**Aim of the exercise:**
Pictures do not belong in the copy; quote every entry below exactly.

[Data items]
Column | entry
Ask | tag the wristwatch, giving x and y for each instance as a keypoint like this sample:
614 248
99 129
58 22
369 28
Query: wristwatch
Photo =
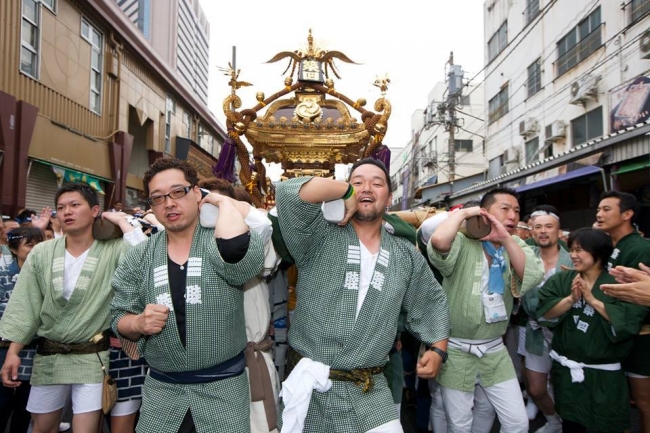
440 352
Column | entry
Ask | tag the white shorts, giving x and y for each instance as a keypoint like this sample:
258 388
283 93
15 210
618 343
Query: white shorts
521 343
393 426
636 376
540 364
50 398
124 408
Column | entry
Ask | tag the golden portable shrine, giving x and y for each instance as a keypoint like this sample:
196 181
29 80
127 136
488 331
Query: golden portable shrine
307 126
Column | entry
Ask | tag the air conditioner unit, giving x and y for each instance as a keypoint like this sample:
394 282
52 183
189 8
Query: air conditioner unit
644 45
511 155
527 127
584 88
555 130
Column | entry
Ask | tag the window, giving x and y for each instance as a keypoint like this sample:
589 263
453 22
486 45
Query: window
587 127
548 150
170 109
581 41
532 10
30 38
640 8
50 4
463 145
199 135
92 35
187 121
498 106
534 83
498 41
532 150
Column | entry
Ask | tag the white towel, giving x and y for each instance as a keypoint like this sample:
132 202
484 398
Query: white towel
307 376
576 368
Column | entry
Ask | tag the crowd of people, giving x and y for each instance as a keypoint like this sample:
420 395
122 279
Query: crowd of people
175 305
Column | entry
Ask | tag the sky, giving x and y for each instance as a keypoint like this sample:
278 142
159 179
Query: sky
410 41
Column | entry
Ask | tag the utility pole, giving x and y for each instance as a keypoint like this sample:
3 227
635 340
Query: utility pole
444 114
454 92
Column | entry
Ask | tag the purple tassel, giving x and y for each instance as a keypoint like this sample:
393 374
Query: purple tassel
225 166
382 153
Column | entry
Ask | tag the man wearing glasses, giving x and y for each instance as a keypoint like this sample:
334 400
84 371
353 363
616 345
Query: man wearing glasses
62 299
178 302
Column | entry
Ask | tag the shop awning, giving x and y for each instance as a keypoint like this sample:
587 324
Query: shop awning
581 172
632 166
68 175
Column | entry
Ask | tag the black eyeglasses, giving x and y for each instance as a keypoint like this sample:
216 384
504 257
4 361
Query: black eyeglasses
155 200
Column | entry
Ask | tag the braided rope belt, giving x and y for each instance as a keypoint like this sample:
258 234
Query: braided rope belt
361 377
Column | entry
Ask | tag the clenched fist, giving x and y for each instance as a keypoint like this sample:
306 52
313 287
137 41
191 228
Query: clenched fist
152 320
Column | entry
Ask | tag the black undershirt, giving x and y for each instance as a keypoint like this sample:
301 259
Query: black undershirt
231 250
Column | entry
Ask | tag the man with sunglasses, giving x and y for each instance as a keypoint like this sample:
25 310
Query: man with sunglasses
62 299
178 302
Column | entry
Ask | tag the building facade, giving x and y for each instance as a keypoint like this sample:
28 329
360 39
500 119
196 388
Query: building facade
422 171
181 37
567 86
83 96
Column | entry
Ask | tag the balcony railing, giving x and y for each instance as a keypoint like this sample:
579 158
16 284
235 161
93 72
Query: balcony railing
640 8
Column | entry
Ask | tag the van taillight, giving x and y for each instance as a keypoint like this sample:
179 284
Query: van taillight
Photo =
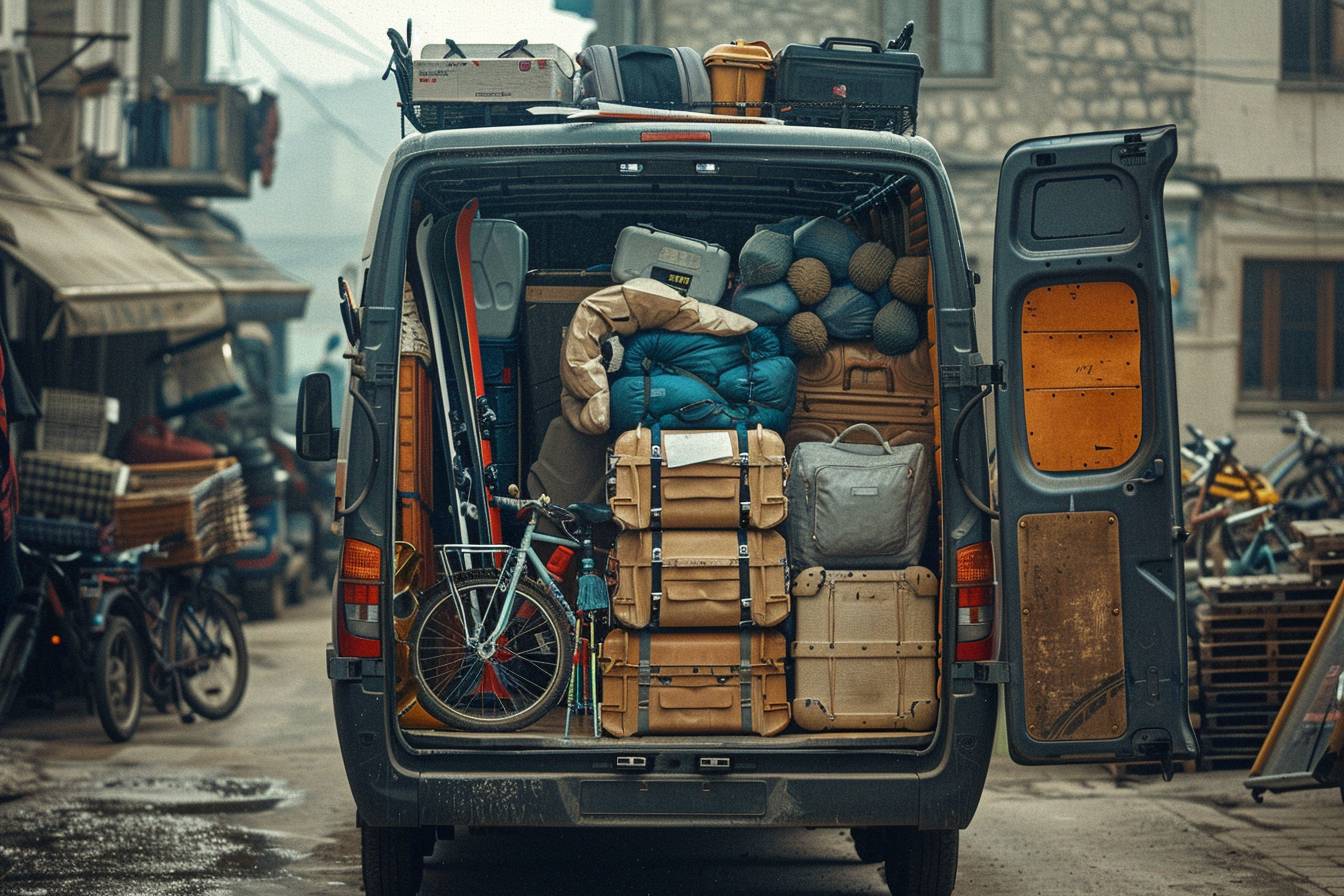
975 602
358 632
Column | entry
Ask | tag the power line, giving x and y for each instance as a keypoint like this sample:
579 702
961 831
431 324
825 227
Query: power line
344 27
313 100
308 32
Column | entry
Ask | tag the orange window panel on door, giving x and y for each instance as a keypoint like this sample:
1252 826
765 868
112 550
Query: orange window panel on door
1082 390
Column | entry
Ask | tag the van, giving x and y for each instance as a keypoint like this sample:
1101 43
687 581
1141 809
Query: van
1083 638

**Final result:**
Column | entry
Ask | tag the wristwatch, giving x and y for each instance as a keypoint like this sample:
614 248
99 129
58 22
369 28
Query: wristwatch
Photo =
440 352
Column | entry
Ask | tag the white shorts, giving x and y for each instance as a keypoint like this sample:
258 388
283 93
15 210
618 343
Query: white shorts
521 343
393 426
636 376
540 364
50 398
124 408
Column | entry
Ask | tag the golden portable shrine, giving x and y for each instance as a keypoint like this sample:
196 181
29 80
127 136
488 331
Query: golden portable shrine
307 126
Column | entry
Ask | tag the air conditioner unit, giving x and y for each instance as a keypoint like this sample:
394 282
52 183
189 8
Query: air conditioner unit
644 45
511 155
527 127
584 88
555 130
Column | entry
Ask | tag the window, giving x and y for each instance as a keypoint like this sample:
589 263
453 22
486 45
Query: window
587 127
548 150
170 109
581 41
532 10
30 38
640 8
50 4
463 145
199 135
92 35
187 121
498 106
534 83
498 41
532 150
Column | entry
Ask | tag the white towel, giving x and y for each instance as a keypoint like this sample:
132 202
484 398
Query: white towel
307 376
576 368
Column | entry
Ask | tag the crowd of people, giving x and y for each instance as a keypoint like this sample:
420 395
122 279
Query: crowd of people
175 305
Column | entry
Ask | tag the sky, giving x and y for each instance as a keypoint like this sample:
278 142
159 179
Query: sky
410 41
Column | entry
Ask | tag the utility pole, giving x and y for each instance as a keypoint like this sample:
3 227
635 340
Query: utility pole
444 114
454 92
Column | entry
Ask | tag the purple tassel, giving x and y for each instance as a keypoint like this sample:
393 374
Query: purple tassel
225 166
382 153
Column | entry
Ask | tag the man wearing glasses, giving x and y for each instance as a keypoint like this sample:
334 400
84 371
353 363
616 345
Query: man wearing glasses
62 299
178 302
Column | entry
Ask | tag the shop awning, giving x and y for each instance as a keypoint like this sample:
587 324
Query: shop awning
581 172
632 166
68 175
Column | entry
Ask | tag the black eyeglasses, giving x and y for each instance as a keypoint like this sample:
216 384
504 257
4 361
Query: black eyeglasses
155 200
Column | entry
Ask | tag the braided rope belt, giving x and y for each instance as a keypoint like this sample:
258 234
Query: braided rope belt
361 377
Column | entry
Ask | tag the clenched fist, giving x and y for each instance as a keypoint like this sample:
306 52
313 287
137 41
191 228
Query: clenched fist
152 320
Column | entry
Ask | tag the black undershirt, giving x and y for each instance as a keypoint like this sample:
301 259
Query: black undershirt
231 250
Column | entry
Ask | tag the man with sunglasses, giving x and y for each instance as a keypoint like this sample:
25 310
Query: man with sunglasses
62 299
178 302
Column | entry
Ask | tag the building facade, giving x and y for each instance as a keypoint like this sample:
28 329
360 39
500 119
196 388
Query: building facade
422 171
181 37
567 86
83 96
Column | entry
Ask | tag the balcony railing, giving x and y for each instance as a keypoint like this sample:
579 158
16 284
235 161
93 72
Query: balcony railing
640 8
Column | entry
Ask | tag the van taillight, giving x and y for each instance as a keypoint like this sample:
179 284
Query: van taillight
Photo =
975 602
358 632
Column | entry
Ask | tag the power line, giving x and y for each instance as a keypoint like this sample:
579 702
961 831
431 324
825 227
Query: power line
344 27
313 100
308 32
Column | entry
Ask | tag the orange window panel on door, giving x and y for each instance as a keypoint like this sample:
1252 826
765 868
112 550
Query: orange window panel on door
1082 390
Column | entry
Ask | tag the van, giving x and y for each instance as a keypoint like this sample:
1101 43
687 581
1141 809
Query: van
1083 638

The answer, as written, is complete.